The stair carpet was coming loose on a couple of treads. At last, we got the fitter in to fix it. Straight forward easy job, even easier if there was a small, spare piece. Of course, there’s loads rolled up in the shed. Well, there was until someone sorted stuff out and went to the tip. Thank goodness, a couple of decent sized pieces were within reach, for someone with long arms, without the carpet fitter and myself  having to empty our shed. Funny how I’m often on my own at times like this.

We didn’t discover what set the smoke alarms off. Nothing was burning, no cooking going on, no steam from the shower. It was raining, very heavily, though I can’t imagine it was that. Our smoke alarms are connected to the mains, one goes off, they all go off. Impossible to think straight in that noise, I just wanted it to stop, right now. My husband discovered which one of the three was the culprit and disconnected it. A replacement was needed, something he could do himself and no great expense, just another ‘thing’ going wrong and we still don’t know what triggered it. Whilst checking, I went up to the attic room. It is a loft conversion and used to be a bedroom, but is an attic again since the children moved out and left stuff for storage. There was a small puddle on one of the stair treads, about three steps up. It has become a mystery. Everything up there was bone dry, no sign of the rain breaching the Velux windows or the ceiling and there is nothing to spill. Very odd. Also, the door had been locked for days. Spooky!

Record set:
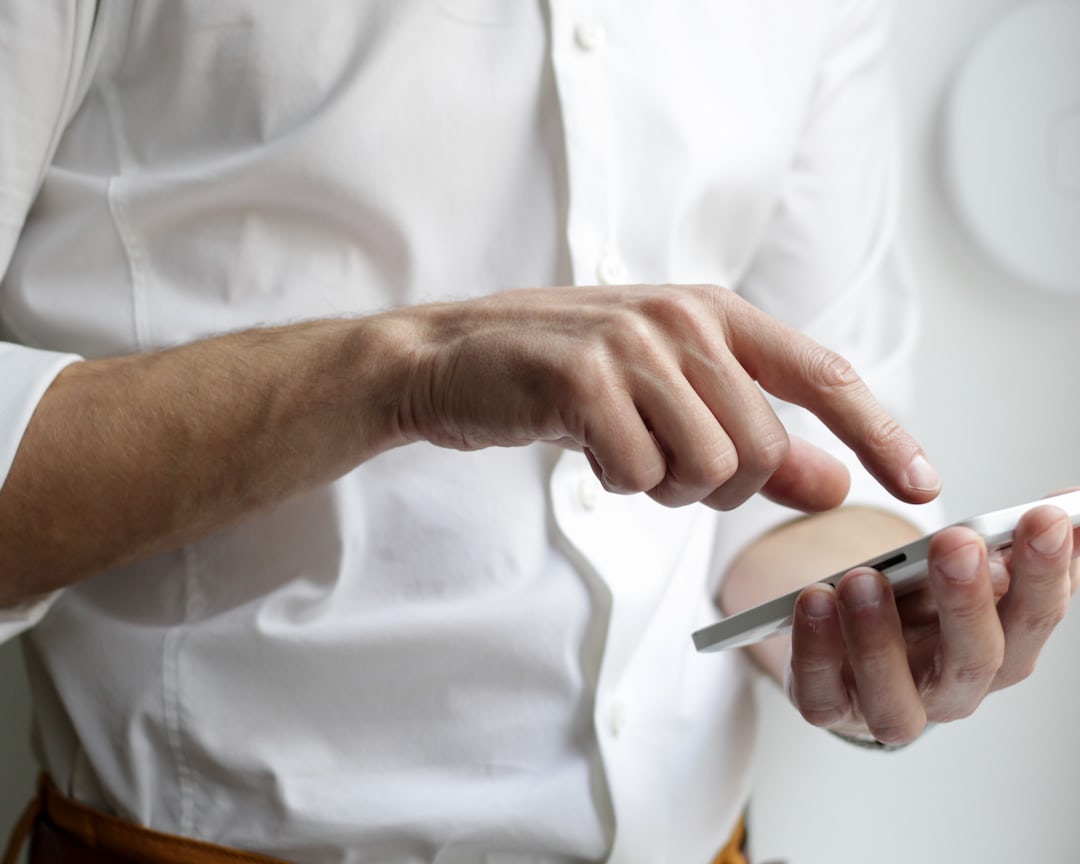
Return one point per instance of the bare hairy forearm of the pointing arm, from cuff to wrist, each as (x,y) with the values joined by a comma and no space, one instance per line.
(129,456)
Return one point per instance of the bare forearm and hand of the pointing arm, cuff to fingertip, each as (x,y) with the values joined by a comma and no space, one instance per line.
(128,457)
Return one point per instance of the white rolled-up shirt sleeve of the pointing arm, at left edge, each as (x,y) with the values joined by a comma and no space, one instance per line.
(45,50)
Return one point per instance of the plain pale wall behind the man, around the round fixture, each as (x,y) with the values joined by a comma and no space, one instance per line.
(1000,412)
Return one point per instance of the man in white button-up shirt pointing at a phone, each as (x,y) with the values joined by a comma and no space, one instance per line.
(372,547)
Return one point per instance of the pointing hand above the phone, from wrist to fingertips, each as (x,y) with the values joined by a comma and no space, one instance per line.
(659,387)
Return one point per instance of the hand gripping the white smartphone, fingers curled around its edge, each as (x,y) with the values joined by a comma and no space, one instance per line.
(863,664)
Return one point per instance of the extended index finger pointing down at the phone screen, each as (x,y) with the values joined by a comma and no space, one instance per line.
(798,370)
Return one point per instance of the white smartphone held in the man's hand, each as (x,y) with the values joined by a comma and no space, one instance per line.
(904,568)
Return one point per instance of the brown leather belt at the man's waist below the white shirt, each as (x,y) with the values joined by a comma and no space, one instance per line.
(63,831)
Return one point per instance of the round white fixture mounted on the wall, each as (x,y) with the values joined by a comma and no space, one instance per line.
(1012,144)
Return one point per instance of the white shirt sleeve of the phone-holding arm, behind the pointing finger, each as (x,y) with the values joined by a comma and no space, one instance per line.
(831,263)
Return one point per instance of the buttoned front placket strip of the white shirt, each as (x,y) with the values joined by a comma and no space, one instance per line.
(583,57)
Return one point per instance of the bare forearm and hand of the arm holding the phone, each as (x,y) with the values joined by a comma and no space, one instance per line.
(862,664)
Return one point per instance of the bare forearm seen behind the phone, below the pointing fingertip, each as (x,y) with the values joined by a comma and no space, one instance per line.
(801,552)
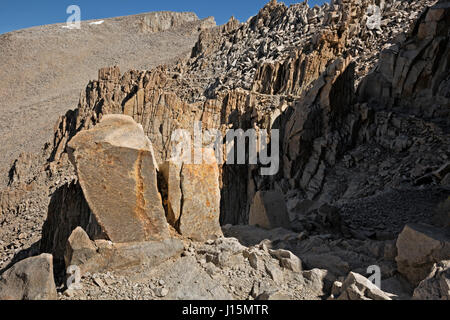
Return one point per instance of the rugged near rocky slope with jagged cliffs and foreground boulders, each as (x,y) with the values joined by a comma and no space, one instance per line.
(364,179)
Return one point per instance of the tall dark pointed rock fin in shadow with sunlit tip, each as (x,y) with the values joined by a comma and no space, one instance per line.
(320,128)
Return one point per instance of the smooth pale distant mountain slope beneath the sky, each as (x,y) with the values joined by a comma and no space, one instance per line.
(43,69)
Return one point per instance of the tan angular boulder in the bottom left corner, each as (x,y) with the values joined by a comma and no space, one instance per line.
(29,279)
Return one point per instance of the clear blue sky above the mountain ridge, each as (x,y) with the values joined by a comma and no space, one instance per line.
(19,14)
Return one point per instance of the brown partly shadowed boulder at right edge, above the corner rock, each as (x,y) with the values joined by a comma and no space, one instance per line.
(420,246)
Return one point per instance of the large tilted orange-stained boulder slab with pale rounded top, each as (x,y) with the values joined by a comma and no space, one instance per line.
(116,169)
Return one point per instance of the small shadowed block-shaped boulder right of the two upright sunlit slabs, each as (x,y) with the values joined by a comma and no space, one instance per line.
(268,210)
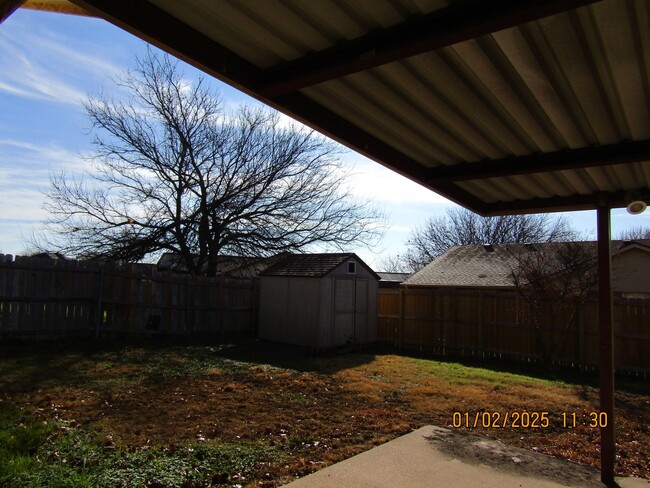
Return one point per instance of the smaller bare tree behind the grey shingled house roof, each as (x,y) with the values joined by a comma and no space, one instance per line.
(462,227)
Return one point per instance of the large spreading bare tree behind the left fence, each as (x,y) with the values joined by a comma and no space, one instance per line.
(174,172)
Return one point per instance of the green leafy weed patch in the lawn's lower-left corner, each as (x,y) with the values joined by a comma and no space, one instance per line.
(36,453)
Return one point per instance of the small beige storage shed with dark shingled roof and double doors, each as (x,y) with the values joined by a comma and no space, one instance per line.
(319,300)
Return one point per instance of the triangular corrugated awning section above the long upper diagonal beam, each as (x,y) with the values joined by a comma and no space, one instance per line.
(273,31)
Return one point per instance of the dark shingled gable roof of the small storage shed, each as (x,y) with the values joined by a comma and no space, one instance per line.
(311,265)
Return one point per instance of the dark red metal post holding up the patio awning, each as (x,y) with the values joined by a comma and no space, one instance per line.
(606,337)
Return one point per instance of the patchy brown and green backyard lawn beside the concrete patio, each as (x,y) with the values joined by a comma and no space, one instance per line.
(255,414)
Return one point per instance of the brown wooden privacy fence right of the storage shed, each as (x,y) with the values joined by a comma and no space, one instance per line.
(483,324)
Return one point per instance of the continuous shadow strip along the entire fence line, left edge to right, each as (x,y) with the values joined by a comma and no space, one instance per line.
(42,362)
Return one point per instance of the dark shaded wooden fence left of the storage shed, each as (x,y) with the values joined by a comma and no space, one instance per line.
(45,297)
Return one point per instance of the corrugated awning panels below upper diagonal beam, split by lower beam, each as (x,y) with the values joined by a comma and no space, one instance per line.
(534,87)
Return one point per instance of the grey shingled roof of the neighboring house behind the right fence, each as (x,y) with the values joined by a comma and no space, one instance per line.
(491,266)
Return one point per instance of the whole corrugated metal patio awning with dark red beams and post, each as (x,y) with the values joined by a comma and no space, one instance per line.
(503,106)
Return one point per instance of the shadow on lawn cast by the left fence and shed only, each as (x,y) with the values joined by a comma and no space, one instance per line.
(39,364)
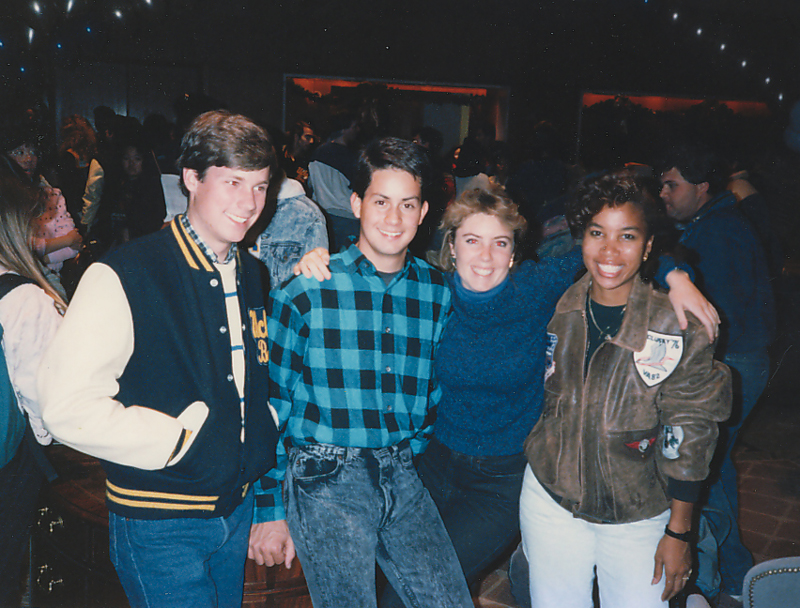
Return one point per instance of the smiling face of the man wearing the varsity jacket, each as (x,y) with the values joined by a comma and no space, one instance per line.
(225,204)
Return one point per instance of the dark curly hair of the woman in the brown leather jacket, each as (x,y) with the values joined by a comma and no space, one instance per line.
(614,189)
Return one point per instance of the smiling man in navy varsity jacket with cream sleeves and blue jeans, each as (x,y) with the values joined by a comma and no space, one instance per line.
(160,370)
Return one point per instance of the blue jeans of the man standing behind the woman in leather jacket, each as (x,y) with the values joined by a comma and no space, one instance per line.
(719,528)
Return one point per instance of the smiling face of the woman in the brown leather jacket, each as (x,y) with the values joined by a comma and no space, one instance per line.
(614,245)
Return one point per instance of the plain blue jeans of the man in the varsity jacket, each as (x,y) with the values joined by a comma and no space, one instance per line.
(183,562)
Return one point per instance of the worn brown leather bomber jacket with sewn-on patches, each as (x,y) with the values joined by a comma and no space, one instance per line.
(647,410)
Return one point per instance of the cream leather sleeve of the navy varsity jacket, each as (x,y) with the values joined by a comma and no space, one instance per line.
(78,381)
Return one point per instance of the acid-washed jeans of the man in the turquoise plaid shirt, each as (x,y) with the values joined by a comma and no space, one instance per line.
(348,507)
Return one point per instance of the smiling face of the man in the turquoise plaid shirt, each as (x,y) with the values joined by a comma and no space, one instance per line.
(390,212)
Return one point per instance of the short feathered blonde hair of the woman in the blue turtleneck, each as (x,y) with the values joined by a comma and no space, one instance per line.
(491,201)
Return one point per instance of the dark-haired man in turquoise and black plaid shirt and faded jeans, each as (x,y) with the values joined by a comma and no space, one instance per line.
(351,377)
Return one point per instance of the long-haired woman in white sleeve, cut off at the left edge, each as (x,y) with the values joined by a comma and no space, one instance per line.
(30,312)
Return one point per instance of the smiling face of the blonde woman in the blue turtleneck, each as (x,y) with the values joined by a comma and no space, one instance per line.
(483,248)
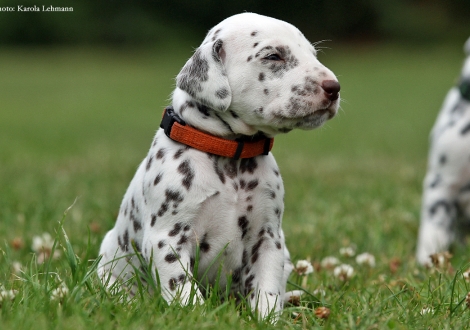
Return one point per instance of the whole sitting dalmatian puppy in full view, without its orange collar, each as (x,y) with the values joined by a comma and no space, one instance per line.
(192,214)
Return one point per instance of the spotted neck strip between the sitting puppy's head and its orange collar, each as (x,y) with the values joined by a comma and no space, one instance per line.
(226,124)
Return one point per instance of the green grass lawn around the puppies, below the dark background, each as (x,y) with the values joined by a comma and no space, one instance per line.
(75,123)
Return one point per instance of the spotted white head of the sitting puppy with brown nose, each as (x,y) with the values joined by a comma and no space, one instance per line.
(265,72)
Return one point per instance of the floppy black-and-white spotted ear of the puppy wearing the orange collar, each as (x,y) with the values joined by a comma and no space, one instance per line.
(204,77)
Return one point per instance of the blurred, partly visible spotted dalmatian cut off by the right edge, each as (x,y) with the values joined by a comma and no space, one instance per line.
(445,212)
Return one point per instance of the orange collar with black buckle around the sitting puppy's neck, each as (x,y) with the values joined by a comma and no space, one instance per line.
(176,129)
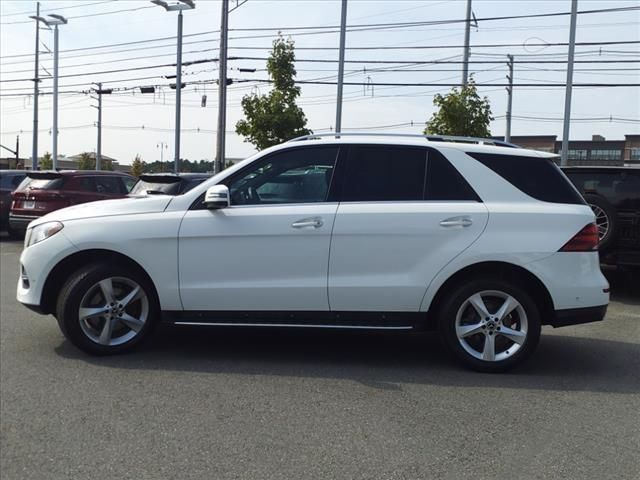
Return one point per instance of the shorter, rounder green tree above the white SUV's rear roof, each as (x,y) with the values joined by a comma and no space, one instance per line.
(461,112)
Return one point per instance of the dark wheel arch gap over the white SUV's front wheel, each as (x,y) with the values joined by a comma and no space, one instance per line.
(60,273)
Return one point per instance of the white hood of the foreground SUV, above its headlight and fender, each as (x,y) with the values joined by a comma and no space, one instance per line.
(106,208)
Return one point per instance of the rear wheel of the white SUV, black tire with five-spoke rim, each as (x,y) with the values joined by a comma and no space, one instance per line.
(458,321)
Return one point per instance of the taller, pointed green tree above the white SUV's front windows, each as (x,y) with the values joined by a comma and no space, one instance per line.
(274,118)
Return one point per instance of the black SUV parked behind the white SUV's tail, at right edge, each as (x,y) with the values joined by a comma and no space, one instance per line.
(614,195)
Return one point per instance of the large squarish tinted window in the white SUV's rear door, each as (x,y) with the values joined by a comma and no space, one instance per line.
(383,173)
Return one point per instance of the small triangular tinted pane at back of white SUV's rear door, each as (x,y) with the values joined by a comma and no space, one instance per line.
(444,182)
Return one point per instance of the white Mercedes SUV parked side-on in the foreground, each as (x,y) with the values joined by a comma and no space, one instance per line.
(484,243)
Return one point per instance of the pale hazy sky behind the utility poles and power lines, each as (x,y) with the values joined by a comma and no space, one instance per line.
(124,43)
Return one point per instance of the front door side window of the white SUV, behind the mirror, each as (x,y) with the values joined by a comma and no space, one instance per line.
(300,175)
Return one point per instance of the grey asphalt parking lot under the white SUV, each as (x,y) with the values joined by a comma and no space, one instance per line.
(238,404)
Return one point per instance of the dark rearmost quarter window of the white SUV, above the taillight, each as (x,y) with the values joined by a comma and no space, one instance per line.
(538,177)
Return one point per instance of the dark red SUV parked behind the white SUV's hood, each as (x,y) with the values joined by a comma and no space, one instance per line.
(46,191)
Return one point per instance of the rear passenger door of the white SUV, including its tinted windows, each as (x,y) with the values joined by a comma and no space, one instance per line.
(404,213)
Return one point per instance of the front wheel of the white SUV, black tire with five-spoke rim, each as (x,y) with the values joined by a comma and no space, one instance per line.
(114,326)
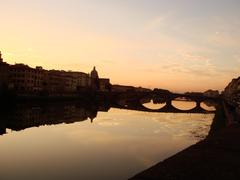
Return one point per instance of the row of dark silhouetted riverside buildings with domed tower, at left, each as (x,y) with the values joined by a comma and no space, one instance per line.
(26,80)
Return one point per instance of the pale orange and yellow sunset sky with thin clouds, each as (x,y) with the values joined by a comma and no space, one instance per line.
(180,45)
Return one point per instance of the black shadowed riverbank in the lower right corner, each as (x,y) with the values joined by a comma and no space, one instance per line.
(216,157)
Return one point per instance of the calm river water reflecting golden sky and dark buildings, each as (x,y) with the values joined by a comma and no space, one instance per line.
(115,146)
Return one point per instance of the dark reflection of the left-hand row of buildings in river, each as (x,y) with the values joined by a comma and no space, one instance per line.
(23,116)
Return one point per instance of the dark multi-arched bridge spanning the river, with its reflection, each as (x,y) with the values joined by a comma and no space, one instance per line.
(134,102)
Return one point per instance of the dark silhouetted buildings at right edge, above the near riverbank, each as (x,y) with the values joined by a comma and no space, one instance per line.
(231,95)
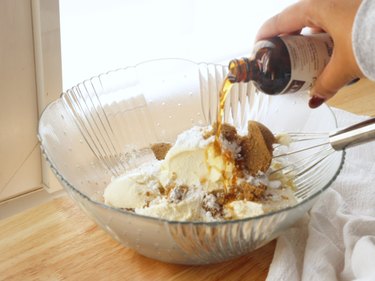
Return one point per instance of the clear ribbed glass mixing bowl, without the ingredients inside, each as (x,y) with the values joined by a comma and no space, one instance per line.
(104,126)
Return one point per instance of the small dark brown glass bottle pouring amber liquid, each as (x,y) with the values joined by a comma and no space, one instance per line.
(284,64)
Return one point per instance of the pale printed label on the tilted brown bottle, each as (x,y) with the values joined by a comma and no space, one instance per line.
(308,57)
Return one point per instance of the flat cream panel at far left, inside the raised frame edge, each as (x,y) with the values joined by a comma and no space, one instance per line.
(20,165)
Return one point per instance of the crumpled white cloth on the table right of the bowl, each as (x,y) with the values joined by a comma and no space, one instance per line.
(336,240)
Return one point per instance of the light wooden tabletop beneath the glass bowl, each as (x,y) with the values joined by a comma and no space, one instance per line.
(56,241)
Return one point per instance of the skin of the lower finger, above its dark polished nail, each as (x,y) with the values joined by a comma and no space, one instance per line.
(334,76)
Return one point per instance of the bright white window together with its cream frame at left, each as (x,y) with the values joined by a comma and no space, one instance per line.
(97,36)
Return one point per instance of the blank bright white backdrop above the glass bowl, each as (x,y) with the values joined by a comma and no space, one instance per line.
(99,35)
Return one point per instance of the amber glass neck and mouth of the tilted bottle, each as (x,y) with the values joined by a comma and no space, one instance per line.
(242,70)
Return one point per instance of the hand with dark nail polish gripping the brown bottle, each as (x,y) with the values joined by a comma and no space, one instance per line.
(335,17)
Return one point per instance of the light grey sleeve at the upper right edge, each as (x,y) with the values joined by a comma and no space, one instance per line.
(363,38)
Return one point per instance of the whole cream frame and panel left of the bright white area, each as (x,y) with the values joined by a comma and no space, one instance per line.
(30,78)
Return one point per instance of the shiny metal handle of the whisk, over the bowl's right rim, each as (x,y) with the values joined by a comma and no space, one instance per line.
(353,135)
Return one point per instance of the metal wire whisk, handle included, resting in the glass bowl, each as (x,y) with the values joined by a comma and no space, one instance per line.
(311,156)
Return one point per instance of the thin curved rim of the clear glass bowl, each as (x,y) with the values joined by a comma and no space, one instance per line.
(67,184)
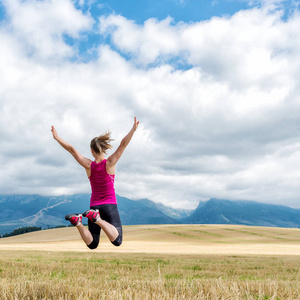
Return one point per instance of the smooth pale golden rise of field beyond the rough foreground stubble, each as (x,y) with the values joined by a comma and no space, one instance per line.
(173,239)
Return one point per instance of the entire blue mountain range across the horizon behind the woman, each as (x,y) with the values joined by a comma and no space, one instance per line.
(48,211)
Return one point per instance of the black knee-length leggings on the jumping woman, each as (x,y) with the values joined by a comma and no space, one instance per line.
(110,214)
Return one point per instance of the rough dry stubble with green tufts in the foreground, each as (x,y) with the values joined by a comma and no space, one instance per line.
(71,275)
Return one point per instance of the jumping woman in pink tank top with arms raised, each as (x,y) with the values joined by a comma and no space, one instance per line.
(103,212)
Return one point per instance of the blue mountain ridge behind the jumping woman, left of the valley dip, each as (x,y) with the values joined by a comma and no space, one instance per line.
(42,211)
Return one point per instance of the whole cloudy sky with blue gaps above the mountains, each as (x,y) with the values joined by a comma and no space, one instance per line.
(214,84)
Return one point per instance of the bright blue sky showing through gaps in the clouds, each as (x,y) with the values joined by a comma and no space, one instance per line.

What is expected:
Resume the account of household mishaps above, continuing directly after its final line.

Response:
What I wanted to do before we ended up on a roll with all these little incidents, was to tidy the garden, get rid of our ‘complimentary’ buddleia, thanks birds, and plant some daffodils bulbs. Maybe tomorrow?

I couldn’t believe my eyes when I saw an advert for a ‘Garden on a Roll’. That would do nicely.
 
Here's something from G.K.Chesterton,
 
The Rolling English Road
 
Before the Roman came to Rye or out to Severn strode,
The rolling English drunkard made the rolling English road.
A reeling road, a rolling road, that rambles round the shire,
And after him the parson ran, the sexton and the squire;
A merry road, a mazy road, and such as we did tread
The night we went to Birmingham by way of Beachy Head.
 
I knew no harm of Bonaparte and plenty of the Squire,
And for to fight the Frenchman I did not much desire;
But I did bash their baggonets because they came arrayed
To straighten out the crooked road an English drunkard made,
Where you and I went down the lane with ale-mugs in our hands,
The night we went to Glastonbury by way of Goodwin Sands.
 
His sins they were forgiven him; or why do flowers run
Behind him; and the hedges all strengthening in the sun?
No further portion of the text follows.